**TASK PROMPT:** Word for word, output the data that follows.

* * *

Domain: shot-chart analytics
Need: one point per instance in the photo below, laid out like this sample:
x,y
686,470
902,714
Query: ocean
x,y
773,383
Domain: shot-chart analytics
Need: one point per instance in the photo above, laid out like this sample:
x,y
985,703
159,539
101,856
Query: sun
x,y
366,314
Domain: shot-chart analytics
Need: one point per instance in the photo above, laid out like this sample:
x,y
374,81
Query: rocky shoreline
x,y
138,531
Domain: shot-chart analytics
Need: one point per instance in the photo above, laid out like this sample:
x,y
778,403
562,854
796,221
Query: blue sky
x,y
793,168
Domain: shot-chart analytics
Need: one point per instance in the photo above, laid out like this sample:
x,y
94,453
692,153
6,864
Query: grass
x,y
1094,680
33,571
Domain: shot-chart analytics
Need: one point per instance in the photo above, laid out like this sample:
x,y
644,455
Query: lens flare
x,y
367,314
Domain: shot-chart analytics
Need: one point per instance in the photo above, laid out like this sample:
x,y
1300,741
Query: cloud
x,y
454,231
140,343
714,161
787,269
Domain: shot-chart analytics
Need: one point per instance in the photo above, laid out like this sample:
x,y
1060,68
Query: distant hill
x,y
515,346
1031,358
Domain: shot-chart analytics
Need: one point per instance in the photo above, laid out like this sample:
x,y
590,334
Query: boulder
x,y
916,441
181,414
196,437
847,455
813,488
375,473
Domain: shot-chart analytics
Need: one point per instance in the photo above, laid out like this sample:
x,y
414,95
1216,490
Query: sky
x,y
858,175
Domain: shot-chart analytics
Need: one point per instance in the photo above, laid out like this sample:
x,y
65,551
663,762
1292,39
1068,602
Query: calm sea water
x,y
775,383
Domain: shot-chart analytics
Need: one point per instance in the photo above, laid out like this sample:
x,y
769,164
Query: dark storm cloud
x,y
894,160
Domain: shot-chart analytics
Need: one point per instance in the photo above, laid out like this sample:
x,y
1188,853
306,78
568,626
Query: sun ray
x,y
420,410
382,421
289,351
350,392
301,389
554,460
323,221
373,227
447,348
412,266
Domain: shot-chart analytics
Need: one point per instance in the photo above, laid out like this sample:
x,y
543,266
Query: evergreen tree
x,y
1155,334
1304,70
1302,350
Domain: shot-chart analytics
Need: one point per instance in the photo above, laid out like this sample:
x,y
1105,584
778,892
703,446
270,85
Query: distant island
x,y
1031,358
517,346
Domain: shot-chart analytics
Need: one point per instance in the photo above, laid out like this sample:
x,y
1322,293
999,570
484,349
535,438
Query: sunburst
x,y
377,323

* * *

**WRITTEN RESPONSE:**
Domain: shot-chart analytics
Need: one point per instance in the photo below, laid out like this sample:
x,y
686,470
902,714
Query: ocean
x,y
773,383
Domain: shot-chart analytics
Need: one point per instance in the photo above, laid out like this sample:
x,y
985,703
159,539
101,856
Query: sun
x,y
366,314
Domain: shot-chart analytics
Need: one point per instance in the photo above, laid out like this sample:
x,y
374,81
Query: rocky shoreline
x,y
138,531
Domain: shot-chart analytics
Need: one point per instance in the photo above, laid out like this sample:
x,y
778,403
562,854
796,221
Query: blue sky
x,y
793,168
Domain: shot-chart analytics
Need: one point per instance in the photo above, laid out like this sample:
x,y
94,453
692,153
6,864
Query: grass
x,y
1094,680
33,571
Domain: shot-chart analytics
Need: one point per instance in the photo above, laid out like this sample:
x,y
644,455
Query: lens flare
x,y
367,314
Domain: shot-chart analytics
Need: one point per instance in the photo above, laid out like this sample:
x,y
1300,741
Query: cloud
x,y
454,231
140,343
714,161
787,269
Domain: shot-chart analytics
Need: one point per instance in the photo above, laid out like this sample:
x,y
1060,68
Query: distant hill
x,y
515,346
1031,358
Domain: shot-chart analytics
Need: one point per instance in the photo above, laid out like this sample:
x,y
590,334
Query: boulder
x,y
916,441
181,414
196,437
847,455
813,488
375,473
Domain: shot-chart analytics
Need: one point per instance in the photo above, laid out like this sample:
x,y
414,95
1216,490
Query: sky
x,y
858,175
Domain: shot-chart analytics
Need: one point per instance in the photo above, laid out like this sample:
x,y
65,551
663,762
1292,39
1068,602
Query: calm sea water
x,y
775,383
Domain: shot-chart analytics
Need: one point per instance in the photo above, laid out like this sample:
x,y
769,164
Query: dark storm cloud
x,y
894,160
Domain: shot-chart analytics
Need: one point per instance in the photo above, laid out like this sample:
x,y
1188,853
306,78
568,626
Query: sun ray
x,y
420,410
382,421
289,351
350,392
301,389
554,460
323,221
373,227
447,348
412,266
Domain: shot-chart analytics
Need: one point per instance in the photo above, laid out like this sample:
x,y
543,266
Query: evergreen tree
x,y
1155,334
1304,70
1302,350
Domain: shot-chart analytics
Need: one point per instance in the photo above, laid out like this sample:
x,y
1105,584
778,892
703,446
270,85
Query: distant island
x,y
1031,358
517,346
Domain: shot-chart analytics
Need: one point per instance in the photo above, laid out like this sample:
x,y
1322,293
999,570
484,349
535,438
Query: sunburst
x,y
377,323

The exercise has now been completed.